[Begin RECORDS FOR THIS TASK]

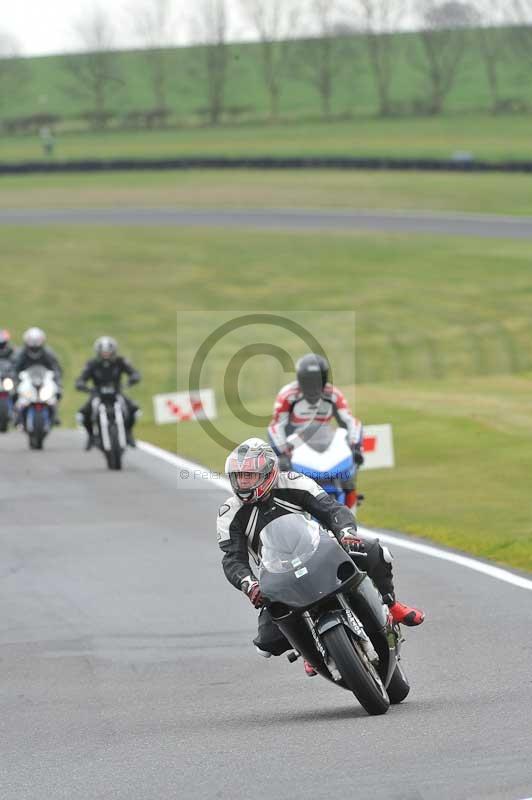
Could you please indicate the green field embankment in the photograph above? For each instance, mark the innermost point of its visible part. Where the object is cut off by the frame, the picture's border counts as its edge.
(442, 349)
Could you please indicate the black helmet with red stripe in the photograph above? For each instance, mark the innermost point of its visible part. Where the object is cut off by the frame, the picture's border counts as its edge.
(253, 469)
(312, 375)
(5, 342)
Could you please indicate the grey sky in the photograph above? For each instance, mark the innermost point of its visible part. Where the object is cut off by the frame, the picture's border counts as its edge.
(48, 26)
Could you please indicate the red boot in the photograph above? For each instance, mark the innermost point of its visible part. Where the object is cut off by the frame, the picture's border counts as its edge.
(406, 615)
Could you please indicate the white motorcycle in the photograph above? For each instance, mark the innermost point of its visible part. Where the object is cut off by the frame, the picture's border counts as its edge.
(7, 386)
(323, 453)
(108, 415)
(38, 395)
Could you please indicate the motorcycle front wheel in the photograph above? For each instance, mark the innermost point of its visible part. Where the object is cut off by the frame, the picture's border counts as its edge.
(4, 415)
(114, 454)
(38, 431)
(359, 675)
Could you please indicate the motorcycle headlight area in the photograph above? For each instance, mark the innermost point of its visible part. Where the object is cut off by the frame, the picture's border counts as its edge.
(47, 393)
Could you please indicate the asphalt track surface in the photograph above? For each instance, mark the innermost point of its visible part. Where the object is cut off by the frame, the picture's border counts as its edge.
(487, 226)
(127, 670)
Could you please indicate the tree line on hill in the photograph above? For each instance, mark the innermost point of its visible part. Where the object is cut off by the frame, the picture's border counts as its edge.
(317, 42)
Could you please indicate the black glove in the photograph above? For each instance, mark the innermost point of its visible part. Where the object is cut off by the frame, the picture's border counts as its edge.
(251, 588)
(358, 457)
(350, 540)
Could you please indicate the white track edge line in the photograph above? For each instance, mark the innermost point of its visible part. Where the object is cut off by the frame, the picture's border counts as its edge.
(424, 549)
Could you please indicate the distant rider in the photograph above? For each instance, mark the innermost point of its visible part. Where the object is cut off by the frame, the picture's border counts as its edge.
(312, 399)
(33, 353)
(261, 493)
(107, 369)
(7, 351)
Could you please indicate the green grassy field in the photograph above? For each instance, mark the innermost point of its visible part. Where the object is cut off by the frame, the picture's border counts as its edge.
(483, 193)
(48, 87)
(443, 349)
(483, 135)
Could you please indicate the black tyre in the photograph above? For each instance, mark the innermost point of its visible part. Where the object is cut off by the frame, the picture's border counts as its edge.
(114, 455)
(398, 688)
(4, 416)
(359, 675)
(38, 433)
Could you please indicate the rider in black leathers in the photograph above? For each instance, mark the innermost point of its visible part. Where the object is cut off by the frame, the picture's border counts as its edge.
(107, 369)
(34, 352)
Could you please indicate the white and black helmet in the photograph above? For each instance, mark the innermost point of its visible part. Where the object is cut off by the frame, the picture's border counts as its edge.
(34, 340)
(253, 469)
(312, 375)
(106, 348)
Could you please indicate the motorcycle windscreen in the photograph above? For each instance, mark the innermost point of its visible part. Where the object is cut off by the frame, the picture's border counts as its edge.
(288, 542)
(301, 563)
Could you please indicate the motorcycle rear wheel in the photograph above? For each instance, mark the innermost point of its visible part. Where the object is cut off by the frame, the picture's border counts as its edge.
(359, 676)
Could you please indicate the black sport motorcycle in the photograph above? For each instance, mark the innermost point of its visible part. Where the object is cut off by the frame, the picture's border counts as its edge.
(331, 612)
(108, 413)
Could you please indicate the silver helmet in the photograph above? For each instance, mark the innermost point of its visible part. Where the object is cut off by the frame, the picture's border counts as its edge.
(253, 470)
(106, 348)
(34, 340)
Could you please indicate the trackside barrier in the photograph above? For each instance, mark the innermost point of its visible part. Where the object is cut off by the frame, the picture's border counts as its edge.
(264, 163)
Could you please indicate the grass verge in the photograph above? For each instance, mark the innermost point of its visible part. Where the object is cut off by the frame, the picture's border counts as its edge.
(443, 348)
(480, 193)
(485, 136)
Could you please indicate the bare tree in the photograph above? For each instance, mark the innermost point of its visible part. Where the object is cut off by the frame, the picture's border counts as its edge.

[End RECORDS FOR THIS TASK]

> **EXERCISE DETAILS**
Copy all of the data above word for word, leaving out the pictures.

> **EXERCISE ANSWER**
Could you please indicate the green field embankment in the photograph above? For each instance, mark the innermost point of its visible part. Where the object is cut off by the frame, the picture's border counts as its edge.
(442, 349)
Could you please indicate the black helmet with red stripe in the photograph above? For each instance, mark the innermost point of its visible part. Where the object is cut off by the frame, the picture's border counts as its edge.
(253, 469)
(312, 375)
(5, 342)
Could you please indicate the grey sky in the photograph above? For each instance, mark the innermost point of its visible part. Where the object is cut off by the frame, the picture's border counts as its edge.
(48, 26)
Could you please indicate the red boot in the photograph above? For each instance, mark the innermost point of its visible part. Where the object is cut off by the frame, the picture's border counts as its edge.
(406, 615)
Could you please indicate the white motorcycle in the photograph above? For each instance, mark the innermost point of its visible part. Where the object is cut off by the frame, the picture's border counts as its edge.
(7, 386)
(323, 453)
(108, 415)
(38, 395)
Could you please indicate the motorcycle front wheel in the photograph above? For each instance, mark the innermost point of its visible part. Where the object is cut off by the frame, the picture's border counts as its edge.
(4, 415)
(114, 454)
(38, 431)
(359, 675)
Could you please indicate the motorcycle headlight area in the photograph above? For each instance, mark the innermost point of its visible part. Where the object is cut off by the frame, the picture's border counts as its edge.
(47, 393)
Could you please indicate the asphalt track surface in the photograph above? For each instance, mark the innermost point of its visible part. Where the object is cut off by the frame, the picture's border counts as its edge.
(487, 226)
(127, 670)
Could you please indicate the tree line on hill in the photograph above? For each instance, mark the innermost point of its visible part. Where the object is cut off by the frame, the picture's border counts as its edge.
(317, 42)
Could you please indicate the black glove in the photograph above? For each instance, mark the innermost point of its visible part. Where the object is cut off by the frame, the picture's border counts as its edge.
(251, 588)
(358, 457)
(350, 540)
Could you please indicate the white track edge line in the photograph above? For each instance, mark the innermost point of its visible part. Where the object is cut off by the frame, the picture's border counts as its edge.
(424, 549)
Could you please indicate the distant rider in the photograph above? For each instance, mark the innermost point of its visible part. Where the object is cut off by the frame, the picture's border counts as its edge.
(312, 399)
(33, 353)
(261, 493)
(107, 369)
(7, 351)
Could you please indicate the green grassy field in the photograph above? For each instance, mark the innermost point of its visible part. Where the object is cut off by the frame, the picture's border counts as its edge.
(483, 193)
(48, 87)
(443, 349)
(483, 135)
Could you please indicate the black tyre in the photograph above? For each instance, mark the innermost point of its visible part. Where the object is cut off by the frame, the picture's border counts as its edge.
(114, 455)
(398, 688)
(4, 416)
(359, 675)
(38, 433)
Could you please indicate the rider in black leathers in the photograph above? For each instance, mark the innermost point of its visible part. Where the object is cut off by the frame, the picture's border counts as its edge.
(107, 369)
(34, 352)
Could you please indicate the white and black helmet in the photograph above? For each instance, mark the innermost point of its visible part. Where the object is cut off by the frame, the picture's border counts as its edge.
(34, 340)
(253, 469)
(312, 375)
(106, 348)
Could you please indicate the motorcycle windscreen in the photograph above? For each instance, mark the innermost point of its visible part. Where the object is cut off by the frame, the picture's border counts as its edge.
(288, 542)
(301, 563)
Could you please indicate the motorcycle rear wheel in the photograph above? For each instance, mark the innermost point of its visible part. Where the object is cut off by the frame, the picture's border counts as its edge.
(359, 676)
Could you please indicate the black sport motorcycle in the photograph above? For each instance, mark the innermost point of its visible part. Where the object is cut off by the frame, the picture's border counts as its edge.
(331, 612)
(108, 413)
Could you please indicate the silver helmet in the photograph above? For each instance, mark the innermost point of its visible part. Where the object is cut off by the frame, the picture's border counts as its edge.
(253, 470)
(106, 348)
(34, 340)
Could you please indicate the trackside barrier in the photograph above? For each instance, mark the innermost point of its visible part. Where the object is cut off by the frame, the picture's border counts as its edge.
(264, 163)
Could you please indicate the grass verge in the photograph above? For each instance, mark the innermost point of its visible part. Where the object is cut off by the frame, the picture's border counts as its edge.
(443, 348)
(480, 193)
(485, 136)
Could you please indicate the bare tree in the photograph above? For each instance, mark the innermost point of its visible part. Where the object is cut off by the frame, the picture's border counts as its edge.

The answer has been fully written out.